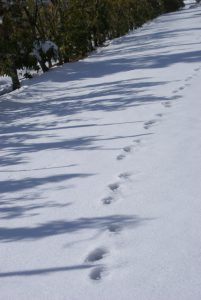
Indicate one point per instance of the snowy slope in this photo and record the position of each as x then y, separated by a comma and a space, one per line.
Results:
100, 172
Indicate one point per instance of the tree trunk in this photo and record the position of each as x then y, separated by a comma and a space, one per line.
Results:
15, 79
43, 66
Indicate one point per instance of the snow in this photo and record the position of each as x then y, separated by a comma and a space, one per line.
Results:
100, 172
42, 47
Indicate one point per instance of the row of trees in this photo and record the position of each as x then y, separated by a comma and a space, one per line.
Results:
33, 33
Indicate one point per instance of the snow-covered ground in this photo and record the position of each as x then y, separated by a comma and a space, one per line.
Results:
101, 171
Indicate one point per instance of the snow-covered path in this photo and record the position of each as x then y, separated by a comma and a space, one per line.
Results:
100, 172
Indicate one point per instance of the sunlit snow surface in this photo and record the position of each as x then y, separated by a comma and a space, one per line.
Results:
101, 170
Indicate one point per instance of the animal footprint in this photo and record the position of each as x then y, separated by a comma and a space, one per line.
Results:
125, 175
127, 149
96, 255
96, 273
114, 186
107, 200
148, 124
166, 104
181, 88
159, 115
120, 156
114, 228
137, 141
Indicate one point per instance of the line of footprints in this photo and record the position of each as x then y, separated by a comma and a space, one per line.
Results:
98, 254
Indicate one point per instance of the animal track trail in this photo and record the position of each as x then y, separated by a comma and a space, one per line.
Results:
125, 175
149, 124
94, 256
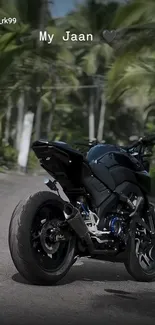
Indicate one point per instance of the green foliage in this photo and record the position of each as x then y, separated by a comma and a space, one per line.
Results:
33, 162
8, 156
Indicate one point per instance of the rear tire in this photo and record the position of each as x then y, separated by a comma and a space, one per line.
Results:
20, 241
133, 266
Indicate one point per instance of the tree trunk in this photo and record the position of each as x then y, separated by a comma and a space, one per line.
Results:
91, 118
43, 11
101, 119
20, 117
49, 126
7, 123
38, 120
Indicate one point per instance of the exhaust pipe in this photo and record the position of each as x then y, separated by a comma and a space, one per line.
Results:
75, 220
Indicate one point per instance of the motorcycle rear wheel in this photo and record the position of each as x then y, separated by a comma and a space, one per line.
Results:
37, 259
140, 259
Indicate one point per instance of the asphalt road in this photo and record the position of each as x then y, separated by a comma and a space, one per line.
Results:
93, 292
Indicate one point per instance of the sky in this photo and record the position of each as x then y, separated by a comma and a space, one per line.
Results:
61, 7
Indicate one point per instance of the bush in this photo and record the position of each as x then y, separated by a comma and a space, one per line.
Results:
8, 156
152, 174
33, 162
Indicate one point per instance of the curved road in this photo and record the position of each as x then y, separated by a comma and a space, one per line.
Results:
93, 292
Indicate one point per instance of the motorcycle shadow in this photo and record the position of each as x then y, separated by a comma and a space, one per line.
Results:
89, 270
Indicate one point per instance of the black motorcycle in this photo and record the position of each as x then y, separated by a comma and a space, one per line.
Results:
106, 214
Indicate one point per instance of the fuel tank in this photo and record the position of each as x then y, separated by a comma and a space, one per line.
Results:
113, 166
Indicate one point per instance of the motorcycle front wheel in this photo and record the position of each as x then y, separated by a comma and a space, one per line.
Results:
38, 249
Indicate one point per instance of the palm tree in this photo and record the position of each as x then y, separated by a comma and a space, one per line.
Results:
92, 58
132, 72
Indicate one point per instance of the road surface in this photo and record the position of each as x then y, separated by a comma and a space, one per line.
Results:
93, 292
━━━━━━━━━━━━━━━━━━━━━━━━━━━━━━
→ **EXERCISE DIRECTIONS**
Could you set down every item above again, word for word, but leave out the pictures?

→ **RESPONSE TO THIS TASK**
Indicate one point per instance of the snowy slope in this photo and record the position of each as x then y, separated by a comma and a space, one per line.
Results:
100, 172
Indicate one point per instance of the tree trunk in this photo and record the position of each as x then y, separated by a comma and a space, one per line.
Results:
15, 79
43, 66
Indicate one point per instance of the snow in this photo and record the position of each as x then y, separated by a comma and a space, one per line.
Results:
100, 172
42, 47
Indicate one point per instance of the row of trees in this photo and record the position of each as x then y, separated by a comma and a space, one per line.
Results:
33, 33
Indicate one point per instance of the snow-covered ground in this photo and record the position of each as x then y, separated by a comma and a space, one per line.
Results:
101, 171
Indicate one point per instance of the snow-covered path in this photo and record the position of each as x then y, separated by a comma and a space, one per line.
Results:
100, 172
Indicate one point per instance of the sunlit snow surface in this photo and record the position of each as x then y, separated by a comma and a space, one per line.
Results:
101, 170
Indicate one point per instance of the animal footprint in this photo and record the position of each as x then y, separated by a comma and a space, one per line.
Results:
125, 175
127, 149
96, 255
96, 273
114, 186
107, 200
148, 124
166, 104
181, 88
159, 115
120, 156
114, 228
137, 141
Indicate one point per instance of the line of footprints in this photo and record the position of each as x then y, separated by a comma and a space, one per line.
Results:
98, 254
Indicate one point per instance of the animal track trail in this photo and record the position of each as x then y, separated by a comma and a space, one per line.
Results:
125, 175
149, 124
94, 256
Indicate one point per instance of the green foliage in this photo and record the position of each as x then y, separated by a comma and a space, one per line.
Results:
33, 162
8, 156
Indicate one point per instance of the rear tire in this photo and record the position of each as x then y, separated by a comma and a space, one per line.
Results:
20, 241
133, 266
Indicate one point per instance of the tree trunk in this photo and record the position of each as x then y, separated by a comma and a space, one per line.
Results:
91, 118
43, 11
101, 119
20, 117
49, 126
7, 123
38, 120
Indicate one point per instance of the exhaust pipe in this photo and record the position of each as x then y, separated by a comma and a space, one per line.
Results:
75, 220
Indicate one point per instance of the motorcycle rear wheel in this photo and record the position of each as x then y, separated by a comma and a space, one per line.
Results:
37, 259
140, 259
Indicate one point per instance of the asphalt road in this photo and record the position of each as x then y, separated by a comma and a space, one per line.
Results:
93, 292
Indicate one point per instance of the sky in this photo and record the position of each as x then y, separated by a comma and a space, one per line.
Results:
61, 7
Indicate one point per instance of the bush in this photo and record the position of each as x then y, separated by a comma and a space, one per line.
Results:
8, 156
152, 174
33, 162
Indicate one point per instance of the curved road in this photo and record the position of each as x then y, separated by a comma and a space, one per line.
Results:
93, 292
Indicate one point per instance of the motorcycle shadow in this photo and record the position of each as x then y, separated by a comma and a space, one per line.
Results:
89, 270
Indicate one point per instance of the black motorcycle in this photo and record the position of each as x then y, separated by a comma and a space, one per line.
Results:
106, 214
Indicate one point per instance of the fuel tank in this photo and record the position of each as x then y, separated by a comma and a space, one per line.
Results:
113, 166
Indicate one point per instance of the motorcycle front wheel in this photo and record the position of each as x then y, separated by a comma and a space, one per line.
Results:
38, 249
Indicate one point per instance of the palm tree in this photo and record the position of each as x then y, separated by a comma and a space, one per line.
Results:
92, 58
132, 72
Indicate one point per instance of the road surface in this photo and record the position of each as x then y, separated by a comma and a space, one per line.
Results:
93, 292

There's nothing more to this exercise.